• _Data entries_
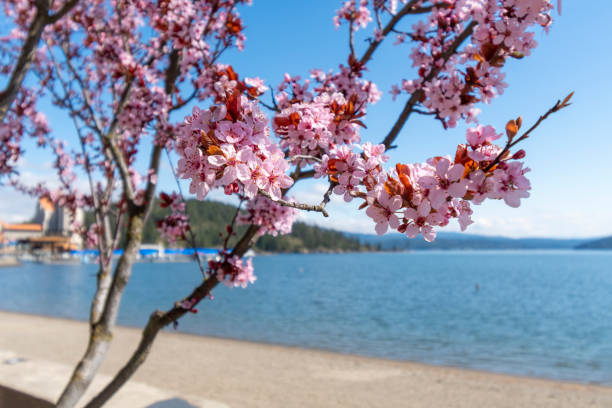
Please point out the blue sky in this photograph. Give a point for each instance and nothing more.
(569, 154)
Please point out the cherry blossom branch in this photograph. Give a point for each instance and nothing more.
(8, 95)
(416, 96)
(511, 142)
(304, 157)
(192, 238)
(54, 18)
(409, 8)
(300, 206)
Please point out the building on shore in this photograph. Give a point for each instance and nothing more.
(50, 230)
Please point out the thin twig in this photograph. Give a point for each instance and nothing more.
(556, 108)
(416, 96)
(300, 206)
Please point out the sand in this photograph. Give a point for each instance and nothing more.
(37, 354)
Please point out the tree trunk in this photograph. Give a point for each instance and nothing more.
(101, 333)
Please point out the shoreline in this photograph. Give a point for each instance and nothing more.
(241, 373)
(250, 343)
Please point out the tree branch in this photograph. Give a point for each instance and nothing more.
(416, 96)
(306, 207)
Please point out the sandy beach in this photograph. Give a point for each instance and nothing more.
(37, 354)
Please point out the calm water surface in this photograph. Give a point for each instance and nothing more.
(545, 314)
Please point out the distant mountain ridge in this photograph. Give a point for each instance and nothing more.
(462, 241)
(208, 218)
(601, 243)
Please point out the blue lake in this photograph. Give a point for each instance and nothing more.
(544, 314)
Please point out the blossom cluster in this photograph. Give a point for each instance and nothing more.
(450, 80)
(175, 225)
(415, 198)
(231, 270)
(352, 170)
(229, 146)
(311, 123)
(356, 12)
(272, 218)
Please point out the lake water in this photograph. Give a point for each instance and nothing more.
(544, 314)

* * *

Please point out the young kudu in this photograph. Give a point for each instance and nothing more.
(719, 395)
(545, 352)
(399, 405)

* * *

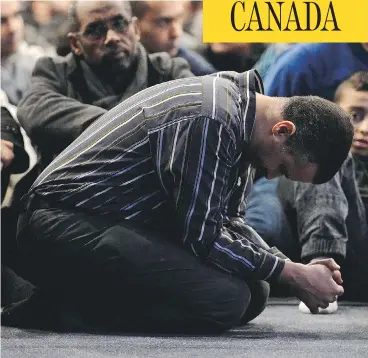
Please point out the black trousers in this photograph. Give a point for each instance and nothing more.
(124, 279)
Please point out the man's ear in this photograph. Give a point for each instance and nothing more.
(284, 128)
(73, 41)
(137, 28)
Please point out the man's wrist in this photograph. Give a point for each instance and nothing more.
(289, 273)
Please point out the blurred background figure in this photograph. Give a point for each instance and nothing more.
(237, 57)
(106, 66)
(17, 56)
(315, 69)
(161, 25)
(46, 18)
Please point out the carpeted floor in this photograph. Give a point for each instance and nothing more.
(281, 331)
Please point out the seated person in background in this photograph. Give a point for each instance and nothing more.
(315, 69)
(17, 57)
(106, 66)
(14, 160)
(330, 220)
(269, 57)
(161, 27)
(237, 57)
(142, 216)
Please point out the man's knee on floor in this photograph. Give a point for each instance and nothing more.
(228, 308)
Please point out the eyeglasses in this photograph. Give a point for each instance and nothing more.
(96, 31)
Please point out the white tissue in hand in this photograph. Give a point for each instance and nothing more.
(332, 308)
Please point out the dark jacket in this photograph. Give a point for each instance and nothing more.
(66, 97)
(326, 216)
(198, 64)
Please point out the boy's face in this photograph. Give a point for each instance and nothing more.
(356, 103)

• _Exercise goal_
List every line of the records that contains the word "lake". Capital and small letters must match.

• _Right answer_
Please point out the blue lake in this photograph. Give a point for each instance and nothing more.
Please point out the lake water in this photograph. Give a point for each instance and nothing more.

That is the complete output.